[SELECTED EXTRACT]
>>>
In Haiti, Columbus managed to kill half of the indigenous peoples in a two year period (around 1495) in his quest for gold. That’s an impressive feat - by the year 1650 none of the original Arawak people could be located, and entire native population was wiped out. It is no surprise that when Columbus arrived on the continent we now call home that the natives were identified as easily conquerable.

The book is at the same time overflowing with information and too brief. Slavery and the industrial revolution go on for chapters and chapters while WWI gets a brief overview. The more recent historical events are much briefer than the earlier topics – perhaps because we have a better understanding of those events. Maybe the industrial revolution needed investigative reporters to blow the lid off unions and labor issues.

The other thing that becomes clear is that there wasn’t one massive conspiracy to keep the little guy down and the rich guy rich… but a series of events and decisions made with a common element that seems to have been “How can I keep the power in my court?” Zinn doesn’t go so far as to suggest that there was a meeting and the folks who were trying to keep the peace while the newly emancipated slaves were demanding equality, openly discussed just how much they had to give in to keep the peace while not giving up too much control. “How about this Jedediah, what if we let them vote, but only if they own land. That’ll keep the numbers down, but they’ll have hope that one day they’ll have a say. That will help us deal with those pesky Irish immigrants that are about to hop off the boats too. They’ll want a say as well and we can’t have that.”
<<<
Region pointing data
>>>
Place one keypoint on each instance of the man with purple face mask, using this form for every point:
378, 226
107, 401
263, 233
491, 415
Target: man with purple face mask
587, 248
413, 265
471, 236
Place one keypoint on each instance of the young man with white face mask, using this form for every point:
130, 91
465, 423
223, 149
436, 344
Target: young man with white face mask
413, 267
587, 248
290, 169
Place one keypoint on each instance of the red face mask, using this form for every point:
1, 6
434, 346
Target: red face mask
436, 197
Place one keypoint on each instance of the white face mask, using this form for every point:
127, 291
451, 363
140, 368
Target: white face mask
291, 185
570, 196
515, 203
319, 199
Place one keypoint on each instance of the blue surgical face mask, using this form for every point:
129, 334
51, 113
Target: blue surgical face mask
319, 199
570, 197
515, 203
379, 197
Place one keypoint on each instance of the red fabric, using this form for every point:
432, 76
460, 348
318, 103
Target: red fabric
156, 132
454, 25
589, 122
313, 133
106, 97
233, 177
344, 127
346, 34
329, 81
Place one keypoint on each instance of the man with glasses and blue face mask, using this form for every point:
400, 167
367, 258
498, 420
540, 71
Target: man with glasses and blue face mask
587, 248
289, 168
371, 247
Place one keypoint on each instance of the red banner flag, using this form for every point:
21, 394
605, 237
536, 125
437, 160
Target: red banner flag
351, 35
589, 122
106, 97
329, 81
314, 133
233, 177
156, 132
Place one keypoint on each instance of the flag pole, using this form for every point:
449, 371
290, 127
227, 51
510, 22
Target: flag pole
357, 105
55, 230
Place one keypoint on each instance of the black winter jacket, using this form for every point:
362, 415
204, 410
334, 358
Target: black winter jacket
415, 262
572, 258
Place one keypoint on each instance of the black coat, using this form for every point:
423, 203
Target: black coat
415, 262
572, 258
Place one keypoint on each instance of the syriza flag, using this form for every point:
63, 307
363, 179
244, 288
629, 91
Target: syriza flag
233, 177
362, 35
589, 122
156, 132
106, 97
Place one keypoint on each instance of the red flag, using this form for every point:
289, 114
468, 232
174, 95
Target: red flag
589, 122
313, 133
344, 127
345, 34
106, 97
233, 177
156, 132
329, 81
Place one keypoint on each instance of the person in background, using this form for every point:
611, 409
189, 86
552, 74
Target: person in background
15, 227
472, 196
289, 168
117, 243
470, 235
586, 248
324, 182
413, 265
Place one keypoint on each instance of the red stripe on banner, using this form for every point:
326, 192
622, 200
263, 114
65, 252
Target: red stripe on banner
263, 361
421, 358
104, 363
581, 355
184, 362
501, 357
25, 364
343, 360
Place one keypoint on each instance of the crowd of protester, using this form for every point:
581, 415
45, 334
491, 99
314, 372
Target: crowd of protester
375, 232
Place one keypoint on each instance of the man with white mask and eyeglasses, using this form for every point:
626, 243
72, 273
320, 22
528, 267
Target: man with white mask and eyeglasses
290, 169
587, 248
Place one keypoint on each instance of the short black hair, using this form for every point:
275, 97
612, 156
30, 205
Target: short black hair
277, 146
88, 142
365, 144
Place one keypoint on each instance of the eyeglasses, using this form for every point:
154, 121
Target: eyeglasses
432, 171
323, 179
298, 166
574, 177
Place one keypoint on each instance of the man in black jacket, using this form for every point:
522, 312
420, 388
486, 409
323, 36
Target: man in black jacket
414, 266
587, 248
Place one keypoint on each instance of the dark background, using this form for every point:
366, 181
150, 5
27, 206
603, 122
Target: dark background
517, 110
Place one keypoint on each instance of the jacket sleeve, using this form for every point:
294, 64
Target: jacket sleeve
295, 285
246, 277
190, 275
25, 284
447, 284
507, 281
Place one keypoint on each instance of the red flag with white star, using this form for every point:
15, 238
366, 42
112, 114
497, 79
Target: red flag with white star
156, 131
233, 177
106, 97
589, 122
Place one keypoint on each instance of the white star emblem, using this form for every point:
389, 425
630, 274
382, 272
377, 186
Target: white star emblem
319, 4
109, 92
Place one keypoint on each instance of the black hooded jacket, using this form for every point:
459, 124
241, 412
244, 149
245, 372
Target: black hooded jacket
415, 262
<<<
[EXERCISE SET]
A – Please retype the book review from "The book is" to "and labor issues.", keeping every word and punctuation mark unchanged.
B – In the book review, by what year could none of the original Arawak people be located?

[ANSWERS FOR EACH ITEM]
A –
The book is at the same time overflowing with information and too brief. Slavery and the industrial revolution go on for chapters and chapters while WWI gets a brief overview. The more recent historical events are much briefer than the earlier topics – perhaps because we have a better understanding of those events. Maybe the industrial revolution needed investigative reporters to blow the lid off unions and labor issues.

B – By 1650.